# Testo scelto:
▼

E da non intendere l’essere versatile come volubile o mutevole:
nel senso di leggerezza di intento o superficiale
Parola originaria dal latino: versatilis – movibile,
mobile; derivata dal verbo versare – voltare, girare.
Parlando di un Cane versatile, quello che intendiamo
è proprio la capacità di gestire/affrontare/sostenere
più situazioni e impegni/compiti con il medesimo peso; come anche:
la capacità di voltare pagina e cambiare abito senza risentire
del cambiamento.
Konrad Lorenz, con le sue indicazioni sulla Teoria
Neotenica, ci ha lasciato grandi spunti di riflessione sui perché
di tanti atteggiamenti comuni e non, nelle varie tipologie/razze di
Cani. Chi più chi meno, è disponibile allo svolgimento
di diverse attività, è favorito al sostentamento di più
compiti. Il Cane da Pastore Tedesco è, fra i conspecifici, uno
fra i più dotati (parlando di questa particolarità). Come
sempre però, esistono delle differenze fra Individuo e Individuo,
e perciò, anche se questi individui appartengono entrambi alla
razza menzionata, non è detto che il loro essere versatile, sia
di ugual livello.
L’essere versatile implica il coordinamento di/fra altre qualità
che devono essere presenti nell’Individuo. L’insieme di
queste qualità permette lui di districarsi fra i vari incarichi
che riceve; detti incarichi possono anche essere uno l’opposto
dell’altro.
Praticamente, in un Cane da Pastore Tedesco, è possibile trovare
l’unione di un ‘’Branco di Individui’’
che, come Natura vuole, posseggono ognuno una propria particolarità
utile al benessere globale del Branco.
Nel mondo della cinofilia, è possibile trovare un esempio lampante
di quanto appena specificato, nelle singole razze (specificità
soggettive riconosciute/appartenenti a Individui del primo livello in
un crescendo e differenziazione mano a mano che si procede verso quelli
dell’ultimo) e nelle cucciolate dei Cani Lupo (ricordo che stiamo
parlando delle specializzazioni individuali) in quanto in loro è
più marcata che non nelle altre razze, la differenza fra gli
Uno (Teoria
del Branco); logica deduzione dovuta alla presenza meno lontana
dell’Avo Lupo.
Nell’ambito dell’evoluzione la versatilità
è un elemento fondamentale che, contrastata dalla tradizione,
permette uno sviluppo in equilibrio della necessaria crescita/mutazione/sviluppo.

▲

# Voci di dati archiviate:
▼

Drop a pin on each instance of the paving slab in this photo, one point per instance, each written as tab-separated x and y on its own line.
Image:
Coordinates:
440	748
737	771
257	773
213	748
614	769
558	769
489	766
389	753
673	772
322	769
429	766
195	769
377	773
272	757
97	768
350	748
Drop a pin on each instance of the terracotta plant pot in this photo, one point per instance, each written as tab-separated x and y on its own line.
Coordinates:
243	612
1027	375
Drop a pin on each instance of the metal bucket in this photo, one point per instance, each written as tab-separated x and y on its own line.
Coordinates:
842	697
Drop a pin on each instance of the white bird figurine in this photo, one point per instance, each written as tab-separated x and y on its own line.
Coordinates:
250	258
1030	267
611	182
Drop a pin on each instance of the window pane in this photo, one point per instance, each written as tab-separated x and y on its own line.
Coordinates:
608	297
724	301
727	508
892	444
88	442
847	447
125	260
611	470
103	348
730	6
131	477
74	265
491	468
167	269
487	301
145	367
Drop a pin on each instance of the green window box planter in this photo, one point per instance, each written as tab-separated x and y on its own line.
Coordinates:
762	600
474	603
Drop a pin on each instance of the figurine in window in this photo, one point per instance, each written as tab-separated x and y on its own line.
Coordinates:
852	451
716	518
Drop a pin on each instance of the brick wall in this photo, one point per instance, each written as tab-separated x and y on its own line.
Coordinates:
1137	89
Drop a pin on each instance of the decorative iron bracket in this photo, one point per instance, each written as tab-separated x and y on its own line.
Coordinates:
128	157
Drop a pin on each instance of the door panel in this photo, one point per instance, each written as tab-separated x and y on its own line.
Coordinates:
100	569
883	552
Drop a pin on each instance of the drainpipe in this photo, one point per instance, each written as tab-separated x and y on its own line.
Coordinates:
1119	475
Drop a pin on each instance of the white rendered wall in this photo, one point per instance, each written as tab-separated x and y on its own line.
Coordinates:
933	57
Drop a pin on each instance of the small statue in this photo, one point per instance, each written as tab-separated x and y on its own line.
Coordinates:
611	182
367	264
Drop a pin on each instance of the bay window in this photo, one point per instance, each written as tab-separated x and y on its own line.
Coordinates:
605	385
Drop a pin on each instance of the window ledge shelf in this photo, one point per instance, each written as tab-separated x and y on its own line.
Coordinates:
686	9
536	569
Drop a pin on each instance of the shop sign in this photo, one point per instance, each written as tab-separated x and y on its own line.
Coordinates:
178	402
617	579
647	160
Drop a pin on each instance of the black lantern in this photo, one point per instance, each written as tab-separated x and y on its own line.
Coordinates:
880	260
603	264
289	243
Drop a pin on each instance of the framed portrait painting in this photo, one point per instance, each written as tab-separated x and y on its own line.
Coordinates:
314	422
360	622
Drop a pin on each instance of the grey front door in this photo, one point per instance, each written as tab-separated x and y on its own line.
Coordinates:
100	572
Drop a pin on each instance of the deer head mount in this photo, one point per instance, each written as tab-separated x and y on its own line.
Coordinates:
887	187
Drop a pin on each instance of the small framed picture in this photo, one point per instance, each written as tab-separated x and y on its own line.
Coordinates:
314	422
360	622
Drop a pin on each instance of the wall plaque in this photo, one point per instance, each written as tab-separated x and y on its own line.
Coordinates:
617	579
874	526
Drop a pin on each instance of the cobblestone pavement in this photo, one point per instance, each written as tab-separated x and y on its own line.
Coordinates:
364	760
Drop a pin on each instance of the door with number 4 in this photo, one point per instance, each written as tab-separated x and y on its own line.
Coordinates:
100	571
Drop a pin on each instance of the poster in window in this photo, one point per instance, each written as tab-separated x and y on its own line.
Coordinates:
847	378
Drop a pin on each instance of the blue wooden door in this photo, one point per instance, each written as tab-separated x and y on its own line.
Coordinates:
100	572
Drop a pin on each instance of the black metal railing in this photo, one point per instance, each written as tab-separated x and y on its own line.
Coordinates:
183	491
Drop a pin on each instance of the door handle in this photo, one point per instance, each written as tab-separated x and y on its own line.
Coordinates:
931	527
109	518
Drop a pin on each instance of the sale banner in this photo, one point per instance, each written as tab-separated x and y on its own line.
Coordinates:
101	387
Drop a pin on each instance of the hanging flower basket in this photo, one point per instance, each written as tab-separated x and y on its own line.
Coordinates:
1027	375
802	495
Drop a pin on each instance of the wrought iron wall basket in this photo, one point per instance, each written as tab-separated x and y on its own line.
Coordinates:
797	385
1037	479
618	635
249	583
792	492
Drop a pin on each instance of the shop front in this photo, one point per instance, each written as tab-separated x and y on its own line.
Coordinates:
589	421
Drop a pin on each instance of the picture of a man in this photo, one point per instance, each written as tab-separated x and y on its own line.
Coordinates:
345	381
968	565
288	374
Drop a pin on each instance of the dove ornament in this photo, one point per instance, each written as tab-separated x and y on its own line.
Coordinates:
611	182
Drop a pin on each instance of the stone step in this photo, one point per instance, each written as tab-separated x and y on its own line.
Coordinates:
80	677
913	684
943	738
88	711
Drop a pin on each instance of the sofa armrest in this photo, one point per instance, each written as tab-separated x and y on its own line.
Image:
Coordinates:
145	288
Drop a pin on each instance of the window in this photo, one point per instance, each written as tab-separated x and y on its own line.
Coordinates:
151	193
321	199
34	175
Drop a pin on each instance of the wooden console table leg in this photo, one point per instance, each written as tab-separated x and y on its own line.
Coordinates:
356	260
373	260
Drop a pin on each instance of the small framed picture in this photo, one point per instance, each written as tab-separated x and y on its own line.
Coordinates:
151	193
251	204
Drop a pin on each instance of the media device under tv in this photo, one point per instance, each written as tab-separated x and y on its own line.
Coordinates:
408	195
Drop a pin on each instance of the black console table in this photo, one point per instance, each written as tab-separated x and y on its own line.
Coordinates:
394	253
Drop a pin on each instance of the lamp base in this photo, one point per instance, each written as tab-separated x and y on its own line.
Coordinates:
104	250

▲

# Il compito:
Ricopia dal testo sulla versatilità del cane il tratto che comincia dalle parole che contengono "Nel mondo della" e si ferma dopo "della necessaria crescita/mutazione/sviluppo.".

# Risposta:
Nel mondo della cinofilia, è possibile trovare un esempio lampante
di quanto appena specificato, nelle singole razze (specificità
soggettive riconosciute/appartenenti a Individui del primo livello in
un crescendo e differenziazione mano a mano che si procede verso quelli
dell’ultimo) e nelle cucciolate dei Cani Lupo (ricordo che stiamo
parlando delle specializzazioni individuali) in quanto in loro è
più marcata che non nelle altre razze, la differenza fra gli
Uno (Teoria
del Branco); logica deduzione dovuta alla presenza meno lontana
dell’Avo Lupo.
Nell’ambito dell’evoluzione la versatilità
è un elemento fondamentale che, contrastata dalla tradizione,
permette uno sviluppo in equilibrio della necessaria crescita/mutazione/sviluppo.